WORKING DATA
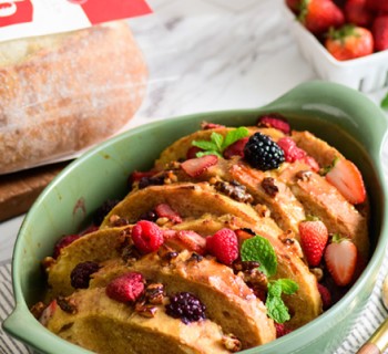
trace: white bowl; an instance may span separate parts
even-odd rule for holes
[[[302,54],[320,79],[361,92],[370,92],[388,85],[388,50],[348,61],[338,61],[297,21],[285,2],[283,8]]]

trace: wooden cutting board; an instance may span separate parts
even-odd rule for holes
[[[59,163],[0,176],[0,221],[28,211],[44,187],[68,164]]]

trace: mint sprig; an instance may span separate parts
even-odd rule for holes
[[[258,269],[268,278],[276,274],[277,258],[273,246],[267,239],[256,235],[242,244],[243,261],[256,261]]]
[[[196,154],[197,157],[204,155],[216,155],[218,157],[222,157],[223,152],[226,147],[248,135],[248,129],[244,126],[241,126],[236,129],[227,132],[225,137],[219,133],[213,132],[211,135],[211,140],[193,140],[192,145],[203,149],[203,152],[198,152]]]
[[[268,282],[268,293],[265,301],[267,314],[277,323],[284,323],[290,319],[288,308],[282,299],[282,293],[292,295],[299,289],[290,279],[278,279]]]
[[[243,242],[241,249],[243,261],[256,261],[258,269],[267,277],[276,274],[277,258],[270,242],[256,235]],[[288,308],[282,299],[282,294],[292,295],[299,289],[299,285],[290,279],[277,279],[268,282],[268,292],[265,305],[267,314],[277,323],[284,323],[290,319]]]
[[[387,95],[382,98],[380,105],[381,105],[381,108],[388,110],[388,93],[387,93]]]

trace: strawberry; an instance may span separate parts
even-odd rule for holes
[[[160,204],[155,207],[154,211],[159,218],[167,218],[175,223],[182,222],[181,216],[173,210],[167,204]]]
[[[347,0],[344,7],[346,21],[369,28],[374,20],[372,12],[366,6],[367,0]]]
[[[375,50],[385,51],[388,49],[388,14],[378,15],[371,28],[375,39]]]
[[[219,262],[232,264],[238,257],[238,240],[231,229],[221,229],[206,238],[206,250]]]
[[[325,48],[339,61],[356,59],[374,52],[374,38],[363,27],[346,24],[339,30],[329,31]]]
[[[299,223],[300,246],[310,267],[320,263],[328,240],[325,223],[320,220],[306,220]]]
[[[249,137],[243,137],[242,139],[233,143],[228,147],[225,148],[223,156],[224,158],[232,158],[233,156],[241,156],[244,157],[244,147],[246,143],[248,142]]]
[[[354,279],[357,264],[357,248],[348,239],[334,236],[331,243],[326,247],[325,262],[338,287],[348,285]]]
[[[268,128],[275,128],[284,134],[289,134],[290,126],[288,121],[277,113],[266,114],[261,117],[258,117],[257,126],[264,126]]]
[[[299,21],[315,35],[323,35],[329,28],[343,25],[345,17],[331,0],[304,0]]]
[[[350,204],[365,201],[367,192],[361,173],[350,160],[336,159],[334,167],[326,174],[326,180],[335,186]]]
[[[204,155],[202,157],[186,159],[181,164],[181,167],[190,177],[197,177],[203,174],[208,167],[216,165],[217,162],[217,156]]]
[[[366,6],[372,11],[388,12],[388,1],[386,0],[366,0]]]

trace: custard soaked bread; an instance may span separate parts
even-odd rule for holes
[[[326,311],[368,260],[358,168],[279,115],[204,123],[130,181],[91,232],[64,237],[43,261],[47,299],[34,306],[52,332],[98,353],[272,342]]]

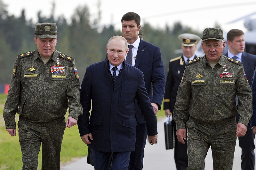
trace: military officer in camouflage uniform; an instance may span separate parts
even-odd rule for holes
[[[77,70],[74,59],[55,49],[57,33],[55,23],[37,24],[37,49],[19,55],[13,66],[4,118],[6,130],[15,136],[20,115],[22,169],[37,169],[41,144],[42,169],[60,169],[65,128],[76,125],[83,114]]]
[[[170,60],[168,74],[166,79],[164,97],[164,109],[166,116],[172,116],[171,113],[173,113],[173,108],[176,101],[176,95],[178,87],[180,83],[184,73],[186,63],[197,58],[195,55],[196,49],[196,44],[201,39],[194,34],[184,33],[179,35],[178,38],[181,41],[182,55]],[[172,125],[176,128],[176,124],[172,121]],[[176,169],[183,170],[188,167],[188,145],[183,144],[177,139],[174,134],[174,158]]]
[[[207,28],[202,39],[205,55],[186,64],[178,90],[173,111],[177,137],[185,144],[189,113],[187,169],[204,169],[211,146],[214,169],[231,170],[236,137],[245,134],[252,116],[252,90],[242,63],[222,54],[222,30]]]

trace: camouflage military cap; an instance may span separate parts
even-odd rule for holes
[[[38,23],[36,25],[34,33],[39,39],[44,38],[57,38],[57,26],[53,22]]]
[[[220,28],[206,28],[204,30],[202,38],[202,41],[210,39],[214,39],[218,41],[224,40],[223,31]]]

YOUR GOAL
Rewrite the records above as a numbered list with one line per item, skipping the blank lines and leaving out the pictures.

THE OUTPUT
1. trace: white bowl; an instance may span separate parts
2. even-odd rule for holes
3. [[[302,54],[320,79],[361,92],[370,92],[388,85],[388,50],[348,61],[338,61],[297,21],[285,2],[283,8]]]
4. trace: wooden cutting board; an instance may span separate parts
5. even-odd rule for holes
6. [[[59,163],[0,176],[0,221],[28,211],[44,187],[68,164]]]
7. trace: mint sprig; an instance may span separate parts
8. even-odd rule for holes
9. [[[258,269],[268,278],[276,274],[277,258],[273,246],[267,239],[256,235],[242,244],[243,261],[256,261]]]
10. [[[196,154],[197,157],[204,155],[216,155],[218,157],[222,157],[223,152],[226,147],[248,135],[248,129],[244,126],[241,126],[236,129],[227,132],[225,137],[219,133],[213,132],[211,135],[211,140],[193,140],[192,145],[203,149],[203,152],[198,152]]]
11. [[[268,282],[268,293],[265,301],[267,314],[277,323],[284,323],[290,319],[288,308],[282,299],[282,293],[292,295],[299,289],[290,279],[278,279]]]
12. [[[243,242],[241,249],[243,261],[256,261],[258,269],[267,277],[276,274],[277,258],[270,242],[256,235]],[[288,308],[282,299],[282,294],[292,295],[299,289],[299,285],[290,279],[277,279],[268,282],[268,292],[265,305],[267,314],[277,323],[284,323],[290,319]]]
13. [[[387,95],[382,98],[380,105],[381,105],[381,108],[388,110],[388,93],[387,93]]]
14. trace: strawberry; an instance may span separate parts
15. even-odd rule for holes
16. [[[160,204],[155,207],[154,211],[159,218],[167,218],[175,223],[182,222],[181,216],[173,210],[167,204]]]
17. [[[347,0],[344,7],[346,21],[369,28],[374,20],[372,12],[366,6],[367,0]]]
18. [[[375,50],[385,51],[388,49],[388,14],[378,15],[371,28],[375,39]]]
19. [[[219,262],[232,264],[238,257],[238,240],[231,229],[221,229],[206,238],[206,250]]]
20. [[[325,48],[339,61],[356,59],[374,52],[374,38],[363,27],[346,24],[339,30],[329,31]]]
21. [[[299,223],[300,246],[310,267],[320,263],[328,240],[325,223],[320,220],[306,220]]]
22. [[[249,137],[243,137],[242,139],[233,143],[228,147],[225,148],[223,156],[224,158],[232,158],[233,156],[241,156],[244,157],[244,147],[246,143],[248,142]]]
23. [[[354,279],[357,264],[357,248],[348,239],[334,236],[331,243],[326,247],[325,262],[338,287],[348,285]]]
24. [[[268,128],[275,128],[284,134],[289,134],[290,126],[288,121],[277,113],[266,114],[261,117],[258,117],[257,126],[264,126]]]
25. [[[299,21],[315,35],[323,35],[329,28],[343,25],[345,17],[331,0],[304,0]]]
26. [[[350,204],[365,201],[367,192],[361,173],[350,160],[336,159],[334,167],[326,174],[326,180],[335,186]]]
27. [[[204,155],[202,157],[186,159],[181,164],[181,167],[190,177],[197,177],[203,174],[208,167],[216,165],[217,162],[217,156]]]
28. [[[366,6],[372,11],[388,12],[388,1],[386,0],[366,0]]]
29. trace: custard soaked bread; an instance may span separate parts
30. even-odd rule for holes
31. [[[326,311],[368,260],[358,168],[279,115],[204,123],[130,181],[91,232],[64,237],[43,261],[47,299],[34,306],[52,332],[98,353],[272,342]]]
32. trace: military officer in camouflage uniform; an instance may span separate parts
33. even-odd rule for holes
34. [[[77,70],[74,59],[55,49],[57,33],[55,23],[37,24],[37,49],[19,55],[13,66],[4,118],[6,130],[15,136],[20,115],[22,169],[37,169],[41,144],[42,169],[60,169],[65,128],[76,125],[83,114]]]
35. [[[170,60],[168,74],[166,79],[164,97],[164,109],[166,116],[172,116],[171,113],[173,113],[173,108],[176,101],[176,95],[178,87],[180,83],[184,73],[186,63],[197,58],[195,55],[196,49],[196,44],[201,39],[194,34],[184,33],[179,35],[178,38],[181,41],[182,55]],[[172,125],[176,128],[176,124],[172,121]],[[176,169],[183,170],[188,167],[188,145],[183,144],[177,139],[174,134],[174,158]]]
36. [[[207,28],[202,39],[205,55],[186,64],[178,90],[173,111],[177,137],[185,144],[189,113],[187,169],[204,169],[211,146],[214,169],[231,170],[236,137],[245,134],[252,116],[252,90],[242,63],[222,54],[222,30]]]
37. trace: camouflage military cap; an instance may span separate parts
38. even-odd rule for holes
39. [[[38,23],[36,25],[34,33],[39,39],[44,38],[57,38],[57,26],[53,22]]]
40. [[[220,28],[206,28],[204,30],[202,38],[202,41],[210,39],[214,39],[218,41],[224,40],[223,31]]]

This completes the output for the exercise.